EXCERPTED PASSAGE:
Good puzzle and yes I agree totally with the answer. Many of these condidtional probability teasers have evoked a lot of discussion on these boards.
This teaser didn't "feel" right for me either, but after doing some homework...
I just can't imagine a couple going into a doctors office with their baby boy and 1 on the way and stating to the doc "We are plannig on two more siblings for our little Billy to play with, what are the odds he'll have 2 brothers?" And the doctor replies, "1/7 of a chance" Hee hee hee, just doesn't look right which makes it a Great Teaser!!
I just can't imagine a couple going into a doctors office with their baby boy and 1 on the way and stating to the doc "We are plannig on two more siblings for our little Billy to play with, what are the odds he'll have 2 brothers?" And the doctor replies, "1/7 of a chance" Hee hee hee, just doesn't look right which makes it a Great Teaser!!
Its like the problem "I flip two coins. At least one is tails. What is the probability the other is tails?" and the answer is 1/3. I frazzled every brain cell over that one...

MATERIAL PROVIDED:
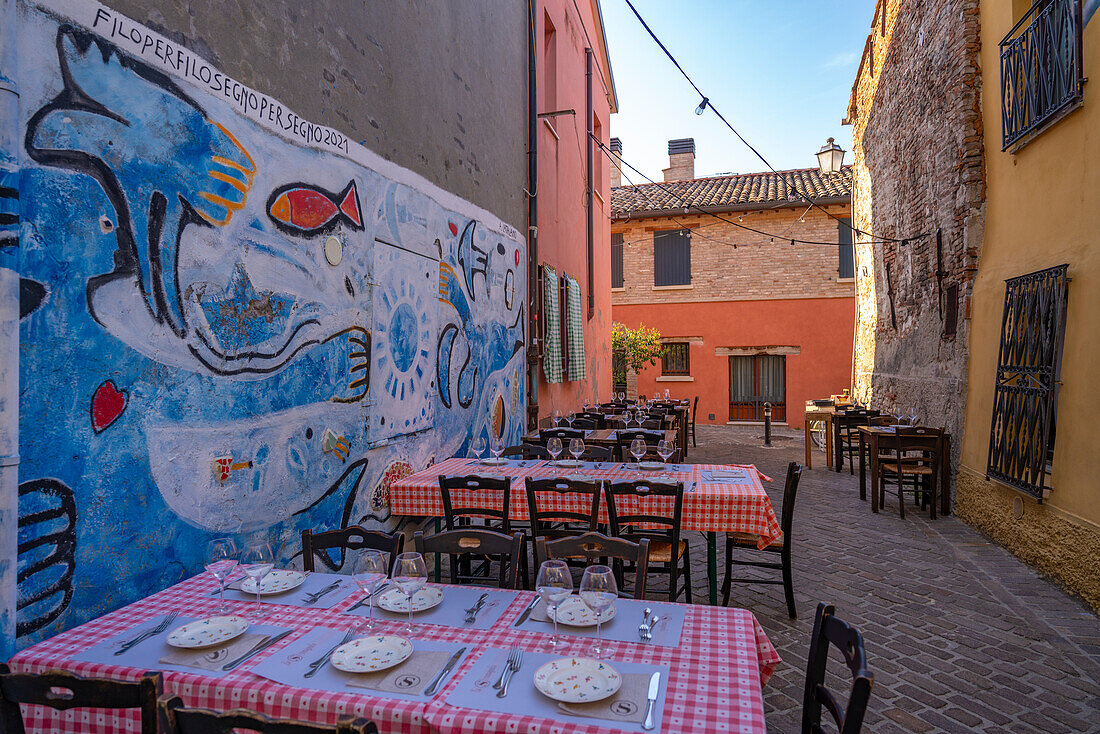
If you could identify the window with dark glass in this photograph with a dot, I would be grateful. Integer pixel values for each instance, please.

WORK REQUIRED:
Could you update the forum post on the probability teaser by writing out again the part starting at "Good puzzle and" and ending at "doing some homework...", with "homework" changed to "reading"?

TASK SOLUTION:
Good puzzle and yes I agree totally with the answer. Many of these condidtional probability teasers have evoked a lot of discussion on these boards.
This teaser didn't "feel" right for me either, but after doing some reading...